■ Work order:
Here are some entries. Repeat all of them exactly.

———

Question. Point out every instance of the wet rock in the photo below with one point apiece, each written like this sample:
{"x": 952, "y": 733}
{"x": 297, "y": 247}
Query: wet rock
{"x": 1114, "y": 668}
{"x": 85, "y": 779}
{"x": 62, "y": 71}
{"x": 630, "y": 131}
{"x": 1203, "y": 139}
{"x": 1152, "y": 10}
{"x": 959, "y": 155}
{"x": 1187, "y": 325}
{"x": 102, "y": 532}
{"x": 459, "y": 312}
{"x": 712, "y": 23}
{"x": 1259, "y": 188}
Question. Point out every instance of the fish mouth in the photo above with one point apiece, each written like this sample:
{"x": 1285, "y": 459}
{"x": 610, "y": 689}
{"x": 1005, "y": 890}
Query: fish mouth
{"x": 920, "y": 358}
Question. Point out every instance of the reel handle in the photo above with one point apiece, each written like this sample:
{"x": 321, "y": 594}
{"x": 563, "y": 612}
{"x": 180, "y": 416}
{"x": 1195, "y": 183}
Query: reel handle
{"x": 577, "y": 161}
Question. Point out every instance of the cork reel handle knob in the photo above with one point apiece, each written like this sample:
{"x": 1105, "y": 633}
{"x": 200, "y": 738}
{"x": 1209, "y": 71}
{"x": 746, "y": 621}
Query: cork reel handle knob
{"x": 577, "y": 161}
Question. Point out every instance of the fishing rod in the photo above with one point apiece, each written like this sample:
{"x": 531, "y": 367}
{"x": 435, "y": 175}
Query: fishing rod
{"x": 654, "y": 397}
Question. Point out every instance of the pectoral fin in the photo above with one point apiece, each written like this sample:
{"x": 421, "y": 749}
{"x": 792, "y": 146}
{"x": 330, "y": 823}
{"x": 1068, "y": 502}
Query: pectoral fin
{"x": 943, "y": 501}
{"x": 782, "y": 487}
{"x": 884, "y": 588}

———

■ Output below:
Question. Point out every instance of the wet rock in the photo below with one point apiece, each written like this sample:
{"x": 952, "y": 733}
{"x": 297, "y": 247}
Query: wet rock
{"x": 1114, "y": 668}
{"x": 85, "y": 779}
{"x": 62, "y": 71}
{"x": 630, "y": 131}
{"x": 1203, "y": 139}
{"x": 1152, "y": 10}
{"x": 959, "y": 155}
{"x": 1187, "y": 325}
{"x": 102, "y": 532}
{"x": 459, "y": 312}
{"x": 712, "y": 23}
{"x": 1259, "y": 188}
Question. Point out every instance of the fish mouth in the photo above with one point apiece, each written like this sample:
{"x": 1285, "y": 459}
{"x": 610, "y": 689}
{"x": 1005, "y": 890}
Query: fish mouth
{"x": 920, "y": 358}
Question. Point out every instance of the reel handle in the photo above with one point apiece, each written like this sample:
{"x": 321, "y": 594}
{"x": 563, "y": 612}
{"x": 180, "y": 416}
{"x": 1195, "y": 183}
Query: reel handle
{"x": 577, "y": 161}
Question. Point out every instance of the cork reel handle knob in the photo above with one point apiece, each written like this sample:
{"x": 1105, "y": 633}
{"x": 200, "y": 738}
{"x": 1209, "y": 71}
{"x": 746, "y": 621}
Query: cork reel handle knob
{"x": 577, "y": 161}
Question. Point out every instance of the fishing rod in the photo above with one point apiece, each written like this sample:
{"x": 531, "y": 367}
{"x": 435, "y": 175}
Query: fishing rod
{"x": 654, "y": 397}
Question. Point out every instance of the pectoral fin in the photo above with one point apiece, each written like this sample:
{"x": 421, "y": 749}
{"x": 792, "y": 146}
{"x": 330, "y": 823}
{"x": 1068, "y": 502}
Query: pectoral fin
{"x": 943, "y": 501}
{"x": 782, "y": 487}
{"x": 884, "y": 588}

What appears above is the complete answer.